Problem:
Copy out all lines bearing the word "white" from the listing below.

Data for analysis:
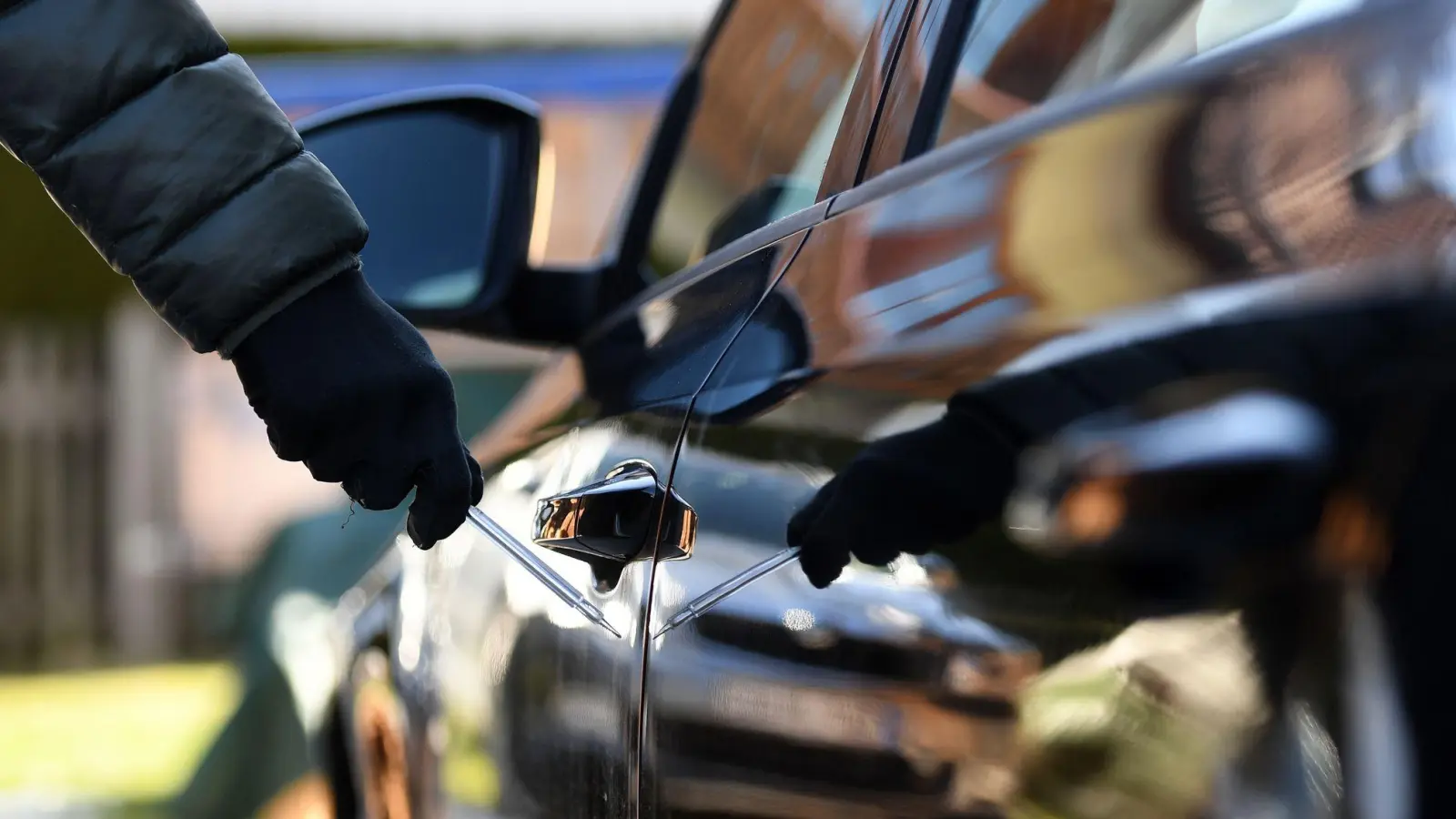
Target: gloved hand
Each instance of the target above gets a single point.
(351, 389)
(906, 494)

* * *

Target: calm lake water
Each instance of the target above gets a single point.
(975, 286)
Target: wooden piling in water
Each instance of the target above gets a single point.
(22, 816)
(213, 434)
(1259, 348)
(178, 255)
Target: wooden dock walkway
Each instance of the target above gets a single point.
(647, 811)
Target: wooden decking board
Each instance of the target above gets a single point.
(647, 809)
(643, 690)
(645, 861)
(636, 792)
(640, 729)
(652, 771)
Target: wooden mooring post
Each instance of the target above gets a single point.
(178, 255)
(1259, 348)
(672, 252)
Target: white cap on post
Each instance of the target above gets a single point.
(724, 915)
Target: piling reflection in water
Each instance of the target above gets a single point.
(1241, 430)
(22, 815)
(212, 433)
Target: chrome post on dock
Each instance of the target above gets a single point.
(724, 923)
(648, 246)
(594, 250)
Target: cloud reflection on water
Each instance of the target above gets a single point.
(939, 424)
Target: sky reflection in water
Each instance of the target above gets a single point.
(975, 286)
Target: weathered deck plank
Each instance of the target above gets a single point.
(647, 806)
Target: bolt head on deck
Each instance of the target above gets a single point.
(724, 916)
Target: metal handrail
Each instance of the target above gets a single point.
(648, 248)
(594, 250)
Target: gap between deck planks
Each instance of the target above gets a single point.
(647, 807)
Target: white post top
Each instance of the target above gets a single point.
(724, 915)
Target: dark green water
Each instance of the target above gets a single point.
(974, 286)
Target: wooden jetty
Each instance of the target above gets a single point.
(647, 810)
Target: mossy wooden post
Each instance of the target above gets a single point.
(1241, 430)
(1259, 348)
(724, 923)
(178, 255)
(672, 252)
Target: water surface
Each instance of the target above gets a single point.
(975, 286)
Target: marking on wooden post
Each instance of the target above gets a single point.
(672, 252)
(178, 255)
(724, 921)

Finished exercise:
Target: white cap on post
Target: white post top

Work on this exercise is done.